Problem description
In the text below on Nordic and East Asian negotiation styles, what is the Chinese name for the personal relationships that business relationships depend on?

Extract to read
>> begin

The negotiations styles of Nordic and East Asian countries are dependent on the strength of the relationship between the collaborating partners. Negotiation styles can fall into either the category of masculine or feminine, as prescribed by Hofstede. Nordic cultures lay firmly in the more feminine side where negotiations and compromises are the norm. East Asia differs in that is primarily a masculine culture, where relations are assertive and focused on material success. Additionally, strong personal relationships are a prerequisite for business relationships. The Chinese name for such relationships is Guanxi. Guanxi are relationships that one relies on for survival. These relationships are reciprocal in nature, and thus ensures that the other party responds in kind, as they will ask for favors in the future. Thus, East Asian business people will often act ambiguously not only to save face, but also to ensure the continuation of the relationship; losing face would put their necessary relationships at risk as the other party may not want to depend on someone who has lost prestige. In this manner, East Asian cultures straddle the divide between Masculine and Feminine culture types. It is especially important for Nordic countries to understand differences in negotiation styles because they tend to have a short-term orientation. Business relationships between the two countries must have long-term goals and a history of cooperation for deals to be successful.

>> end

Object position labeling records
>> begin

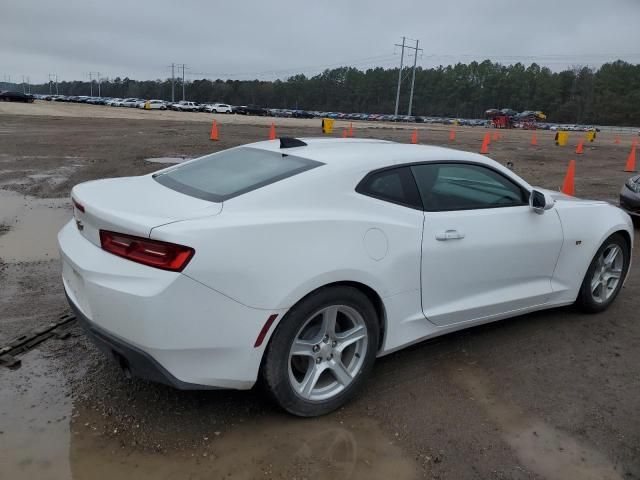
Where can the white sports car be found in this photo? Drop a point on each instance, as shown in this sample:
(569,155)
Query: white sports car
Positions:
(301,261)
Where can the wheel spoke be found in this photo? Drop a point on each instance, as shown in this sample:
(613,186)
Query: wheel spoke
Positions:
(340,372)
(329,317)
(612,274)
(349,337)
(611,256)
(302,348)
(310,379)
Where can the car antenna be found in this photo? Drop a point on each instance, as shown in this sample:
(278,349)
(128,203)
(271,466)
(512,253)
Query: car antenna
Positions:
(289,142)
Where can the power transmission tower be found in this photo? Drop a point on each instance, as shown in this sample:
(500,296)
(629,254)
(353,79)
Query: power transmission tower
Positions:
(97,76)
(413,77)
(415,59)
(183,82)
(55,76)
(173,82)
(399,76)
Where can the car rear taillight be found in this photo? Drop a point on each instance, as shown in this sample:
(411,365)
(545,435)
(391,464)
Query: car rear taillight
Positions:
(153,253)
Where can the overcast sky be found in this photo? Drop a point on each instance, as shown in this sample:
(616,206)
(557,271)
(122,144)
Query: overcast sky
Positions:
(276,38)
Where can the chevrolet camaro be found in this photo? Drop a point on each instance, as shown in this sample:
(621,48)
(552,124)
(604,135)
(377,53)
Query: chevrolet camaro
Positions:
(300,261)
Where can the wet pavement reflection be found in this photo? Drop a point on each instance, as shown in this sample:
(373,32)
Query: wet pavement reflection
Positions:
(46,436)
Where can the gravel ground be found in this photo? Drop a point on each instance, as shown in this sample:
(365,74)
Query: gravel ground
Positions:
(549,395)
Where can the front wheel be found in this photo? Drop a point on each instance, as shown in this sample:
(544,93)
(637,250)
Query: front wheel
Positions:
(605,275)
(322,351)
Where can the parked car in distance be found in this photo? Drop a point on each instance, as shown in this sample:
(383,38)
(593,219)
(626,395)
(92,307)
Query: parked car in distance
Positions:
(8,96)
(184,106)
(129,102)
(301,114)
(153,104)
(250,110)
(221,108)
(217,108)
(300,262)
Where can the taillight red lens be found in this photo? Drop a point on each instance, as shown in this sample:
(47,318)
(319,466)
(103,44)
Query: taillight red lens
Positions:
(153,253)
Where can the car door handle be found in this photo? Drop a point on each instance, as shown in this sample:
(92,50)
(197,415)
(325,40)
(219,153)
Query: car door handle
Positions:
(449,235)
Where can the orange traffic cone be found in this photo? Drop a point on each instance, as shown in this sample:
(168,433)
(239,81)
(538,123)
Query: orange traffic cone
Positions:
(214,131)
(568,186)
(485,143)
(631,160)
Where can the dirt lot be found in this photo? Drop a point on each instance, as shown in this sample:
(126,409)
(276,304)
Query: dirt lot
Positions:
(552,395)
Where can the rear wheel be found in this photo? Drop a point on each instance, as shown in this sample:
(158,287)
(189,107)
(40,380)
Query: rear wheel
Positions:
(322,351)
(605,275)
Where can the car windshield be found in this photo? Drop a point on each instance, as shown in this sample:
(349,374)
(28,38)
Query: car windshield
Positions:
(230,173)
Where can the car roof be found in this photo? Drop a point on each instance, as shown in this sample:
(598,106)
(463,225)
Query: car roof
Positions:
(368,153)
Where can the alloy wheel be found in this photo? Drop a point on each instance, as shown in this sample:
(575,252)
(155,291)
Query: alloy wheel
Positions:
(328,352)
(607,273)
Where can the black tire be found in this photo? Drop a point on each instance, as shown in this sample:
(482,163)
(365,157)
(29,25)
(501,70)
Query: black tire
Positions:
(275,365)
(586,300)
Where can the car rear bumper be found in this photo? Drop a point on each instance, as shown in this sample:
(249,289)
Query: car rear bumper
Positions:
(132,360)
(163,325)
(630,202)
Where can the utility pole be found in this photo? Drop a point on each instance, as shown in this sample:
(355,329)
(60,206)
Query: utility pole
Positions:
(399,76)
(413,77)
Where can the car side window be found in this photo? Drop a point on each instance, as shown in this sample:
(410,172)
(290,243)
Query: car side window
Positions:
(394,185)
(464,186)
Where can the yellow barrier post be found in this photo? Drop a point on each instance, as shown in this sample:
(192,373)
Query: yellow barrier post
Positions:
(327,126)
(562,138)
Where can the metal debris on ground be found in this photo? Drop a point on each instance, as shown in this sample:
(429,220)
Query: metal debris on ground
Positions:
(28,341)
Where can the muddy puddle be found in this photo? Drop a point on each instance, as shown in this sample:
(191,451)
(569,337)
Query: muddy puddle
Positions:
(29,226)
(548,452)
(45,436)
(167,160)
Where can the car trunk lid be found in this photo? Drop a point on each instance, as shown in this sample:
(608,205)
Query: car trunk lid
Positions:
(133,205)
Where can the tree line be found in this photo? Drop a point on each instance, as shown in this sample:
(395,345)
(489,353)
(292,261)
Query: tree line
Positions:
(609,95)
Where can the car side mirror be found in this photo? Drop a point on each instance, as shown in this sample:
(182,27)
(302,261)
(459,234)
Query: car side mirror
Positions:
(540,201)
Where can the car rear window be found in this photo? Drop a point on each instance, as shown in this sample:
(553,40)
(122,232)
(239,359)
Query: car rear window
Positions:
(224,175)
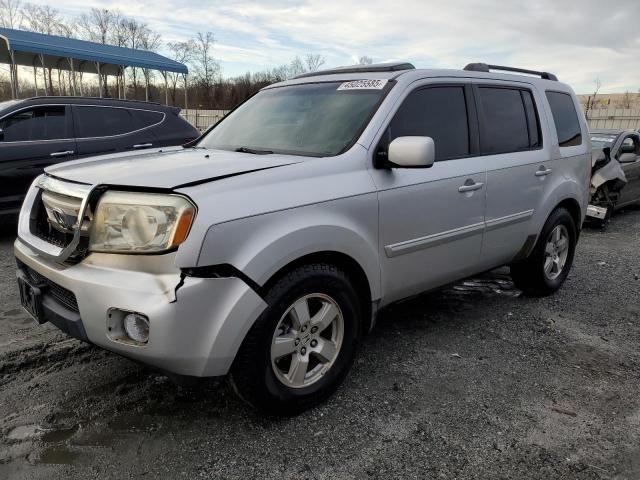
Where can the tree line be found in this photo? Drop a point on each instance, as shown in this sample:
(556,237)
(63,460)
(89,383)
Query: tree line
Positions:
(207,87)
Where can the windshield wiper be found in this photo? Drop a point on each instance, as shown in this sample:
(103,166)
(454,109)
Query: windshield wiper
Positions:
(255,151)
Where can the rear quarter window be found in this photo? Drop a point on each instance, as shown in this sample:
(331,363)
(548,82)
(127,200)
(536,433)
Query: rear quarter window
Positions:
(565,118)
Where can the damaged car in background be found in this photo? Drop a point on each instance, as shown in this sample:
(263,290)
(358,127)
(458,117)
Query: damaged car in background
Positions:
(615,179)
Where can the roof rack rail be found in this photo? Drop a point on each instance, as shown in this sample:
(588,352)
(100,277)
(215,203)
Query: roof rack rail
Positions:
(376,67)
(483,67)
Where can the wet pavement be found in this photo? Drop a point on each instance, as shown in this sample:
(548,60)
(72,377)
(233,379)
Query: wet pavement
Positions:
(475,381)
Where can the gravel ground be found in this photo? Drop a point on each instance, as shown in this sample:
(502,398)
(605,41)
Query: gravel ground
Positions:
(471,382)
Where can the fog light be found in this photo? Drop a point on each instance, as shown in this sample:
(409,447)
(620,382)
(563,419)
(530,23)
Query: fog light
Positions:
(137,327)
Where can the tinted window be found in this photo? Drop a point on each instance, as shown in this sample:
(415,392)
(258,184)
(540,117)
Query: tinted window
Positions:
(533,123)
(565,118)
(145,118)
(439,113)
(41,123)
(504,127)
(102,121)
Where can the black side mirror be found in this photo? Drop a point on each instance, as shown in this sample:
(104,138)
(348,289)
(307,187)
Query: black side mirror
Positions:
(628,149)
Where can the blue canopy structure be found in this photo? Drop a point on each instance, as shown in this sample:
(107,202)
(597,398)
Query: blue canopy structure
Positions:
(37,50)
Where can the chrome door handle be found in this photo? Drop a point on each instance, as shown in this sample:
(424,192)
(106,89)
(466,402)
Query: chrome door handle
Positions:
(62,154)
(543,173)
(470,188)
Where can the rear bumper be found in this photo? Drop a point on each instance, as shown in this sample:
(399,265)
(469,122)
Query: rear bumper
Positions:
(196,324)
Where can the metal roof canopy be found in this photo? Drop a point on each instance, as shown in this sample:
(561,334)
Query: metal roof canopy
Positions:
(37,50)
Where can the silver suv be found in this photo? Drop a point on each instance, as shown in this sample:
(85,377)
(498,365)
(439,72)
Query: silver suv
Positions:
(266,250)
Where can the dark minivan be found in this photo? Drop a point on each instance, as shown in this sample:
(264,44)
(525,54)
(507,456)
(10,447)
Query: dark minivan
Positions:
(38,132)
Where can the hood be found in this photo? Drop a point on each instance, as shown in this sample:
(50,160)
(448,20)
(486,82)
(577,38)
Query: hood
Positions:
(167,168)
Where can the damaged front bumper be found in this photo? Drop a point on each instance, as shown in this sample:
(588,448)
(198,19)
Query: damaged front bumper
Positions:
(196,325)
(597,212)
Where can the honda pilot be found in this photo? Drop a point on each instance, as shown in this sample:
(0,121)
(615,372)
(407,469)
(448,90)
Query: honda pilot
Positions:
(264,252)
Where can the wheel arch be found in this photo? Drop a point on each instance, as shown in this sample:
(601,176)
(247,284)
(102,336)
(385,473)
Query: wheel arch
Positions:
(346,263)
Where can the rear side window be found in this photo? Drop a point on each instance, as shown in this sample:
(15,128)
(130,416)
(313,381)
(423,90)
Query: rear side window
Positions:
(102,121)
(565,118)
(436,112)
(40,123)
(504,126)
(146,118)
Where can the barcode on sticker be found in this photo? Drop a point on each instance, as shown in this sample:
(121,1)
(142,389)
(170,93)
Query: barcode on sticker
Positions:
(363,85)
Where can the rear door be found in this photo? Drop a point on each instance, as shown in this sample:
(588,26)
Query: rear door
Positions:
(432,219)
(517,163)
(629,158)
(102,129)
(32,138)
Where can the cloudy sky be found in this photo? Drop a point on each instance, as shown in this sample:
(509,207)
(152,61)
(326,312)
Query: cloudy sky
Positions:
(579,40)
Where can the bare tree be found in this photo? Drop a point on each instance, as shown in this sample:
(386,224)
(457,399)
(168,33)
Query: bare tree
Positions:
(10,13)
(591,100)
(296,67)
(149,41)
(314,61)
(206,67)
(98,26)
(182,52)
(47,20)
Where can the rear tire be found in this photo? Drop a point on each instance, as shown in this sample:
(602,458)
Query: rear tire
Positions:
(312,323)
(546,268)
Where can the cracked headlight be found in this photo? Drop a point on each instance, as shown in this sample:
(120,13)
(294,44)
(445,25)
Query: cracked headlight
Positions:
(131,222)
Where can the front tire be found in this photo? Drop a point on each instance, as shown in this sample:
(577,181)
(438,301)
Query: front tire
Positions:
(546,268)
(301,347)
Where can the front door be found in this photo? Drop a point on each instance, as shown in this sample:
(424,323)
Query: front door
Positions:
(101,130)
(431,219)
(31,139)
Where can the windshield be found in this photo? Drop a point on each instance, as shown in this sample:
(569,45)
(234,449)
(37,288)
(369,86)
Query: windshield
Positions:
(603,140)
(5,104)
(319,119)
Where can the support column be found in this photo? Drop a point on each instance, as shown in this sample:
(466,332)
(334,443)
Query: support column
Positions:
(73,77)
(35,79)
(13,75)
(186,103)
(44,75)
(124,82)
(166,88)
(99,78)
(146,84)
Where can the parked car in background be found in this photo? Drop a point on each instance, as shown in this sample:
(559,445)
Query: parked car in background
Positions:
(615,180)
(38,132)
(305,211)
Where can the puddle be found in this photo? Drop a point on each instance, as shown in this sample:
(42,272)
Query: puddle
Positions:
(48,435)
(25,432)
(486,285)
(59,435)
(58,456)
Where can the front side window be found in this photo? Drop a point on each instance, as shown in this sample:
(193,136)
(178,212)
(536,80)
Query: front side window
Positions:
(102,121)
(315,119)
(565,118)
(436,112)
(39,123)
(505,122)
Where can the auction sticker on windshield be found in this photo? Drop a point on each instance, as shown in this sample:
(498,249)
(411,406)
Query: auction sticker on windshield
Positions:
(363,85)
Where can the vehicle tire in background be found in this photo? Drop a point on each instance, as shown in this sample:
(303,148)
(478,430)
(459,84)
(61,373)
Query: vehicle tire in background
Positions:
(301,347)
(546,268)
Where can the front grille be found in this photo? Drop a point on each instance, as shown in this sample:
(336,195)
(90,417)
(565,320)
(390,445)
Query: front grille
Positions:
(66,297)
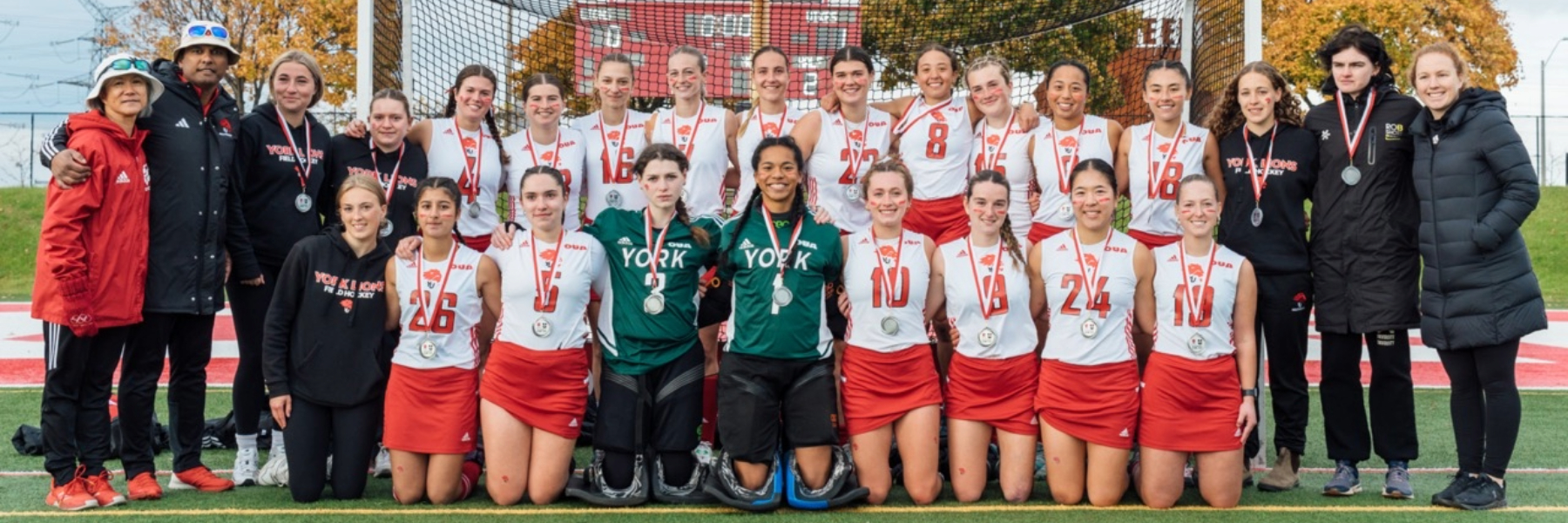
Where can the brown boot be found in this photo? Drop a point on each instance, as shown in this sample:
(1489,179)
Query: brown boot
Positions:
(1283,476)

>> end

Solution to the problem
Guanxi